-- Data provided start --

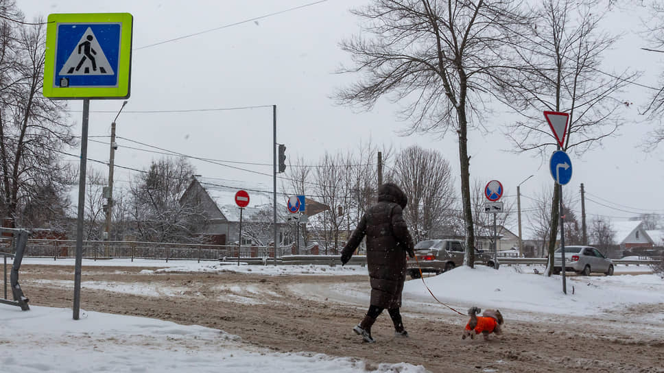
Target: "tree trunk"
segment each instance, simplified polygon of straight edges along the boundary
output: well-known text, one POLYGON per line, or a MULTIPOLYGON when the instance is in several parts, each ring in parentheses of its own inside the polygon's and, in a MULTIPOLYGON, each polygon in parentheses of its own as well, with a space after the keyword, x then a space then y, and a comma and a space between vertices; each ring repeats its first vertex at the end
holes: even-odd
POLYGON ((464 264, 475 267, 475 230, 473 227, 473 210, 471 207, 470 158, 468 157, 468 128, 466 112, 459 108, 459 161, 461 167, 461 196, 463 203, 464 220, 466 226, 466 255, 464 264))
POLYGON ((549 234, 549 260, 547 264, 547 276, 550 276, 554 271, 554 251, 556 250, 556 241, 558 237, 558 224, 560 219, 560 198, 558 184, 554 183, 554 199, 551 205, 551 232, 549 234))

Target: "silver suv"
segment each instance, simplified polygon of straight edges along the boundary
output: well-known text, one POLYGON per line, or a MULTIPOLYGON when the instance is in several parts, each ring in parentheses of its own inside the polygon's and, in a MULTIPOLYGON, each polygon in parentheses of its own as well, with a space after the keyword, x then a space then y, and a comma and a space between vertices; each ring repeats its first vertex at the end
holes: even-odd
MULTIPOLYGON (((422 272, 440 274, 455 267, 462 265, 466 245, 458 239, 427 239, 415 245, 414 258, 407 257, 407 272, 412 278, 420 277, 422 272), (419 264, 419 266, 418 265, 419 264)), ((493 259, 488 255, 475 251, 475 261, 477 264, 493 267, 493 259)))
MULTIPOLYGON (((560 248, 556 250, 554 256, 554 274, 558 274, 562 269, 560 248)), ((584 276, 591 272, 600 272, 606 276, 613 274, 613 262, 591 246, 565 246, 565 270, 575 272, 584 276)))

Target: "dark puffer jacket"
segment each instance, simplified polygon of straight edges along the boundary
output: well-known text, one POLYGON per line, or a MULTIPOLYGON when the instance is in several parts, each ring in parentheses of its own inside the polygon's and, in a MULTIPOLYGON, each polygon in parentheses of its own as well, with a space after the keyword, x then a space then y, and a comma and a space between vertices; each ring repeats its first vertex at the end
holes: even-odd
POLYGON ((378 189, 378 203, 369 208, 342 251, 351 258, 366 236, 366 261, 371 278, 371 305, 384 309, 401 306, 405 280, 406 253, 413 252, 413 239, 403 219, 408 198, 392 183, 378 189))

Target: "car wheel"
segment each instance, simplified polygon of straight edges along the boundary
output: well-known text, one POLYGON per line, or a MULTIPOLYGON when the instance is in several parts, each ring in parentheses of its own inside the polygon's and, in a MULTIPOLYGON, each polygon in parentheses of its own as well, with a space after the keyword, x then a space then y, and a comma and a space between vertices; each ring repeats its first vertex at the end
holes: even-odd
POLYGON ((606 276, 613 276, 613 266, 609 265, 608 270, 606 271, 606 276))
POLYGON ((583 276, 590 275, 590 265, 586 264, 586 266, 583 267, 583 270, 581 271, 581 274, 583 276))

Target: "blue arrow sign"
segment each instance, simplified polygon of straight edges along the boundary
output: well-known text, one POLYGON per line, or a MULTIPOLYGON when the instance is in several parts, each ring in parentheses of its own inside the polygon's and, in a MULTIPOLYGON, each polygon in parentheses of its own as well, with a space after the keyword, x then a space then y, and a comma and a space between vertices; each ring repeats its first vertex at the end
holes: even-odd
POLYGON ((300 212, 304 213, 307 210, 306 206, 306 199, 303 195, 298 195, 298 200, 300 200, 300 212))
POLYGON ((560 185, 565 185, 572 178, 572 161, 562 150, 556 150, 551 155, 549 169, 554 180, 560 185))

-- Data provided end --

**What you should do:** The entries above should be reproduced exactly, without their pictures.

**Final answer:**
Target: "tree trunk"
segment each instance, simplified polygon of straight edges along the boundary
output: well-known text, one POLYGON per line, or a MULTIPOLYGON when the instance is in several parts, each ring in parentheses of its own inside the polygon's and, in a MULTIPOLYGON, each polygon in parentheses of its own as well, with a space after the keyword, x then a space then y, and a comma and a space between vertices; each ring repeats its first vertex at the end
holes: even-odd
POLYGON ((464 264, 475 267, 475 230, 473 227, 473 210, 471 207, 470 158, 468 157, 468 128, 466 112, 459 108, 459 161, 461 167, 461 196, 463 203, 464 220, 466 226, 466 255, 464 264))
POLYGON ((549 234, 549 260, 547 264, 547 276, 550 276, 554 271, 554 251, 556 250, 556 241, 558 237, 558 224, 560 219, 560 198, 558 184, 554 183, 554 199, 551 205, 551 232, 549 234))

Target: "silver suv"
segment each instance, simplified polygon of straight edges along the boundary
output: well-known text, one POLYGON per line, or a MULTIPOLYGON when the instance is in several parts, each ring in parentheses of its own inside the polygon's and, in a MULTIPOLYGON, each polygon in parentheses of its own as well, with a space after the keyword, x then a space then y, and a comma and a space between vertices; each ring repeats its first vertex at the end
holes: even-odd
MULTIPOLYGON (((422 272, 440 274, 455 267, 462 265, 466 245, 458 239, 427 239, 415 245, 414 258, 407 257, 407 272, 412 278, 420 277, 422 272), (419 264, 419 266, 418 265, 419 264)), ((493 259, 488 255, 475 251, 475 261, 477 264, 493 267, 493 259)))
MULTIPOLYGON (((560 248, 556 250, 554 256, 554 274, 558 274, 562 269, 560 248)), ((584 276, 591 272, 600 272, 606 276, 613 274, 613 262, 591 246, 565 246, 565 270, 575 272, 584 276)))

Target: "dark puffer jacket"
segment each instance, simplified polygon of straight edges along the boundary
output: well-known text, one POLYGON per line, or a MULTIPOLYGON when the instance is in several parts, each ring in parentheses of its own inside the polygon's and, in a MULTIPOLYGON, each polygon in parentheses of its own as well, with a space after the keyword, x then a space then y, and a comma and a space between vertices; each ring repeats its first vertex at the end
holes: even-odd
POLYGON ((378 189, 378 203, 369 208, 342 251, 351 258, 366 236, 366 261, 371 278, 371 305, 384 309, 401 306, 405 280, 406 253, 413 252, 413 239, 403 219, 408 198, 392 183, 378 189))

Target: "car wheel"
segment each instance, simplified polygon of straight edges along the boundary
output: well-known text, one POLYGON per line, or a MULTIPOLYGON when the instance is in several parts, each ring in parentheses of its own inside the polygon's and, in a MULTIPOLYGON, each polygon in parentheses of its own as well, with a space after the keyword, x then a space then y, and a comma and a space between vertices; each ring repeats its first vertex at the end
holes: even-odd
POLYGON ((606 276, 613 276, 613 266, 609 265, 608 270, 606 271, 606 276))
POLYGON ((583 276, 590 275, 590 265, 586 264, 586 266, 583 267, 583 270, 581 271, 581 274, 583 276))

Target: "blue arrow sign"
segment each instance, simplified polygon of straight edges along the boundary
output: well-known text, one POLYGON per line, or a MULTIPOLYGON when the instance is in several parts, each ring in parentheses of its own inside the polygon's and, in a MULTIPOLYGON, each polygon in parentheses of its own as well, with a space after the keyword, x then a space then y, and a comma and a space between vertices; each ring repeats its first vertex at the end
holes: even-odd
POLYGON ((300 212, 304 213, 307 210, 306 206, 306 199, 303 195, 298 195, 298 200, 300 200, 300 212))
POLYGON ((560 185, 565 185, 572 178, 572 161, 562 150, 556 150, 551 155, 549 169, 554 180, 560 185))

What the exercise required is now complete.